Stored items
____
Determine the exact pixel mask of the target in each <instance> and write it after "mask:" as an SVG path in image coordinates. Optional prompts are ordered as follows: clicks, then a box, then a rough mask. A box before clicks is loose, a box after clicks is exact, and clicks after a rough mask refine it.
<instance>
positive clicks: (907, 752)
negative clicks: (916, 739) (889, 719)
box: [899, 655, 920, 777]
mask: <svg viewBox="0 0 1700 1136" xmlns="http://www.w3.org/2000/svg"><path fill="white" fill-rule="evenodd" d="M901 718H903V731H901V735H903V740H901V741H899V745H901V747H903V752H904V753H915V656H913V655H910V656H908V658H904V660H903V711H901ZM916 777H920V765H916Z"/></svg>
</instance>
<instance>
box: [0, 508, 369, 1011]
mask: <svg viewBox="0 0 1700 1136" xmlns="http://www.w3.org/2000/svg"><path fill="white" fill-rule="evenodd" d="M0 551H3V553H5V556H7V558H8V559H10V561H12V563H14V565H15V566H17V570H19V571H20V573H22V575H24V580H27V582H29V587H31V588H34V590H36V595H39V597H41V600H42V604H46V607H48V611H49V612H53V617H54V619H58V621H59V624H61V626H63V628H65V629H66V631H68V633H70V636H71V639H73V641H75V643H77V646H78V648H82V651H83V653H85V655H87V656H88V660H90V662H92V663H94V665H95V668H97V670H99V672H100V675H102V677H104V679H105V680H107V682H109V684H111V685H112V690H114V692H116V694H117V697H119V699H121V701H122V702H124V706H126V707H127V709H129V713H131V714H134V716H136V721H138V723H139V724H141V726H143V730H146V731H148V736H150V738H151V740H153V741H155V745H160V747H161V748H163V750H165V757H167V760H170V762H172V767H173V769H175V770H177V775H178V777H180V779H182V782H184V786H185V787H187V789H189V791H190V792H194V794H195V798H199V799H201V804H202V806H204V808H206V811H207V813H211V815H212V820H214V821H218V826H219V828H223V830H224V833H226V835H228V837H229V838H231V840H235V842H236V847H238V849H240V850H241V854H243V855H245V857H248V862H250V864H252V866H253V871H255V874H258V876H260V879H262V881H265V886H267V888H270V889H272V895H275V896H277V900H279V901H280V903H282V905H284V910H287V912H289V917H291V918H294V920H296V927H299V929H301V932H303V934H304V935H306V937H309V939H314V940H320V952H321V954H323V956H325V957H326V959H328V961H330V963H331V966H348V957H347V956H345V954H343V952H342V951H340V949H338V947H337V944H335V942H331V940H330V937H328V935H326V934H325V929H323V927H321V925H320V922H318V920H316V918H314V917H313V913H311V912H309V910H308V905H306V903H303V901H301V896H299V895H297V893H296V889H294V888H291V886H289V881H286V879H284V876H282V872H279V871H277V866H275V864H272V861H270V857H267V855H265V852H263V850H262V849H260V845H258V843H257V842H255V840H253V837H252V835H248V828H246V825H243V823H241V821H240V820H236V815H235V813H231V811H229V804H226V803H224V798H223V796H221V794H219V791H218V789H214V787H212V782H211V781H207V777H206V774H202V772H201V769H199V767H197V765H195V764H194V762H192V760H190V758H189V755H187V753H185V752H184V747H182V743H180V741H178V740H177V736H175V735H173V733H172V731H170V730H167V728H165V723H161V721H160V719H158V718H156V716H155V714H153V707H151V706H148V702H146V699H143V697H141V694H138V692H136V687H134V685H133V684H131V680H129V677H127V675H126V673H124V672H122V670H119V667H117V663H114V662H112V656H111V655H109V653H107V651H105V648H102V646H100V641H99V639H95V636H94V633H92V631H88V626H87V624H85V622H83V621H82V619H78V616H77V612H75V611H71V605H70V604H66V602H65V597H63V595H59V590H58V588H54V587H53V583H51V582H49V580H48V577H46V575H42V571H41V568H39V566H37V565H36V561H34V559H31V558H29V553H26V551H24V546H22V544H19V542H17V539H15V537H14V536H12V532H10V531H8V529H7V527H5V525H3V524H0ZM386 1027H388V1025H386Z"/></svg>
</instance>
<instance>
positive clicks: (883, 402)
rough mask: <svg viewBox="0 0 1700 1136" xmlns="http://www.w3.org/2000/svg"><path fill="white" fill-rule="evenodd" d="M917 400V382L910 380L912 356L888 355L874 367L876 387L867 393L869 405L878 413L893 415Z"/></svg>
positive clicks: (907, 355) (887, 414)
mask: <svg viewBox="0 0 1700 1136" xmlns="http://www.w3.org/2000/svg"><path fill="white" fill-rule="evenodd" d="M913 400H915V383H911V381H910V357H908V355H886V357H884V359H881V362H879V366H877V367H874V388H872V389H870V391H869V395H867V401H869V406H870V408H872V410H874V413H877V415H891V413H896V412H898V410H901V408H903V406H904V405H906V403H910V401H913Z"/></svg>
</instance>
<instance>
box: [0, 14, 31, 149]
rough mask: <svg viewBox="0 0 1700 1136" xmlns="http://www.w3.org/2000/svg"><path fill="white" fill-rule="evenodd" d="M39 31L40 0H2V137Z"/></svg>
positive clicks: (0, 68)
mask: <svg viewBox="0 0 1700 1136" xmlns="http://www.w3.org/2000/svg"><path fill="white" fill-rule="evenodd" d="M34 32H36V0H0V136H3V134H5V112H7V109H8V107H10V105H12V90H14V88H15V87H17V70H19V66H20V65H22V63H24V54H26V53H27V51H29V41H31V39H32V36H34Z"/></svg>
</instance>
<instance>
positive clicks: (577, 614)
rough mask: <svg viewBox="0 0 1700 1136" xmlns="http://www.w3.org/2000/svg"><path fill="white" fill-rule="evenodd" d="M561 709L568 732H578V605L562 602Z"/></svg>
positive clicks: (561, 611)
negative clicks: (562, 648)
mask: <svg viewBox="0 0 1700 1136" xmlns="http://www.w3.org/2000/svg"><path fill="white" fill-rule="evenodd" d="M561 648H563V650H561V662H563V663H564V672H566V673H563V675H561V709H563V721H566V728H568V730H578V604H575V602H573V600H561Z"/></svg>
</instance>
____
WHAT YOU HAVE TO DO - Nothing in the records should differ from the original when you retype them.

FINISHED EXERCISE -
Determine the exact pixel mask of the target in each <instance> and write it after "mask:" as an SVG path in image coordinates. Optional prompts are ordered as follows: clicks, then a box, then a rough mask. A box before clicks is loose, a box after clicks is exact, and clicks after a rough mask refine it.
<instance>
positive clicks: (907, 752)
negative clicks: (916, 739) (889, 719)
box: [899, 655, 920, 777]
mask: <svg viewBox="0 0 1700 1136" xmlns="http://www.w3.org/2000/svg"><path fill="white" fill-rule="evenodd" d="M901 718H903V731H901V735H903V740H901V741H899V745H901V747H903V752H904V753H915V656H913V655H910V656H908V658H904V660H903V711H901ZM916 777H920V765H916Z"/></svg>
</instance>
<instance>
box: [0, 508, 369, 1011]
mask: <svg viewBox="0 0 1700 1136" xmlns="http://www.w3.org/2000/svg"><path fill="white" fill-rule="evenodd" d="M0 551H3V553H5V556H7V558H8V559H10V561H12V563H14V565H15V566H17V570H19V571H20V573H22V575H24V580H27V582H29V587H31V588H34V590H36V595H39V597H41V600H42V604H46V607H48V611H49V612H53V617H54V619H58V621H59V624H61V626H63V628H65V629H66V631H68V633H70V636H71V639H73V641H75V643H77V646H78V648H82V651H83V653H85V655H87V656H88V660H90V662H92V663H94V665H95V668H97V670H99V672H100V675H102V677H104V679H105V680H107V682H109V684H111V685H112V690H114V692H116V694H117V697H119V699H121V701H122V702H124V706H126V707H127V709H129V713H131V714H134V716H136V721H138V723H139V724H141V726H143V730H146V731H148V736H150V738H151V740H153V741H155V745H160V747H161V748H163V750H165V757H167V760H170V762H172V767H173V769H175V770H177V775H178V777H180V779H182V782H184V786H185V787H187V789H189V791H190V792H194V794H195V798H199V799H201V804H202V806H204V808H206V811H207V813H211V815H212V820H214V821H218V826H219V828H223V830H224V833H226V835H228V837H229V838H231V840H235V842H236V847H238V849H240V850H241V854H243V855H245V857H248V862H250V864H252V866H253V871H255V874H258V876H260V879H262V881H265V886H267V888H270V889H272V895H275V896H277V900H279V901H280V903H282V905H284V910H287V912H289V917H291V918H294V920H296V927H299V929H301V932H303V934H304V935H306V937H309V939H314V940H320V952H321V954H323V956H325V957H326V959H328V961H330V963H331V966H348V957H347V956H345V954H343V952H342V951H340V949H338V947H337V944H335V942H331V940H330V937H328V935H326V934H325V929H323V927H321V925H320V922H318V920H316V918H314V917H313V913H311V912H309V910H308V905H306V903H303V901H301V896H299V895H297V893H296V889H294V888H291V886H289V881H286V879H284V876H282V872H279V871H277V866H275V864H272V861H270V857H267V855H265V852H263V850H262V849H260V845H258V843H257V842H255V840H253V837H252V835H248V828H246V825H243V823H241V821H240V820H236V815H235V813H231V811H229V804H226V803H224V798H223V796H221V794H219V791H218V789H214V787H212V782H211V781H207V777H206V774H202V772H201V769H199V767H197V765H195V764H194V762H192V760H190V758H189V755H187V753H185V752H184V747H182V743H180V741H178V740H177V736H175V735H173V733H172V731H170V730H167V728H165V723H161V721H160V719H158V718H156V716H155V714H153V707H151V706H148V702H146V699H143V697H141V694H138V692H136V687H134V685H133V684H131V680H129V677H127V675H126V673H124V672H122V670H119V667H117V663H114V662H112V656H111V655H109V653H107V651H105V648H102V646H100V641H99V639H95V636H94V633H92V631H88V626H87V624H85V622H83V621H82V619H78V616H77V612H75V611H71V605H70V604H66V602H65V597H63V595H59V590H58V588H54V587H53V583H51V582H49V580H48V577H46V575H42V571H41V568H39V566H37V565H36V561H34V559H31V558H29V553H26V551H24V546H22V544H19V542H17V539H15V537H14V536H12V532H10V531H8V529H7V527H5V525H3V524H0ZM386 1027H388V1025H386Z"/></svg>
</instance>
<instance>
positive clicks: (883, 402)
rough mask: <svg viewBox="0 0 1700 1136" xmlns="http://www.w3.org/2000/svg"><path fill="white" fill-rule="evenodd" d="M917 400V382L910 380L912 356L888 355L874 367L876 387L867 393L869 405L878 413L893 415Z"/></svg>
positive clicks: (907, 355) (887, 414)
mask: <svg viewBox="0 0 1700 1136" xmlns="http://www.w3.org/2000/svg"><path fill="white" fill-rule="evenodd" d="M913 400H915V383H911V381H910V357H908V355H886V357H884V359H881V362H879V366H877V367H874V388H872V389H870V391H869V395H867V401H869V406H870V408H872V410H874V413H877V415H891V413H896V412H898V410H901V408H903V406H904V405H906V403H910V401H913Z"/></svg>
</instance>
<instance>
box: [0, 14, 31, 149]
rough mask: <svg viewBox="0 0 1700 1136" xmlns="http://www.w3.org/2000/svg"><path fill="white" fill-rule="evenodd" d="M39 31L40 0H2V137Z"/></svg>
positive clicks: (0, 68)
mask: <svg viewBox="0 0 1700 1136" xmlns="http://www.w3.org/2000/svg"><path fill="white" fill-rule="evenodd" d="M34 32H36V0H0V136H3V134H5V112H7V109H8V107H10V105H12V90H14V88H15V87H17V70H19V66H20V65H22V63H24V54H26V53H27V51H29V41H31V39H32V36H34Z"/></svg>
</instance>
<instance>
positive clicks: (577, 614)
rough mask: <svg viewBox="0 0 1700 1136" xmlns="http://www.w3.org/2000/svg"><path fill="white" fill-rule="evenodd" d="M561 709L568 732H578V605L562 602Z"/></svg>
positive clicks: (561, 611)
negative clicks: (562, 648)
mask: <svg viewBox="0 0 1700 1136" xmlns="http://www.w3.org/2000/svg"><path fill="white" fill-rule="evenodd" d="M561 648H563V650H561V662H563V663H564V672H566V673H563V675H561V709H563V721H566V728H568V730H578V604H575V602H573V600H561Z"/></svg>
</instance>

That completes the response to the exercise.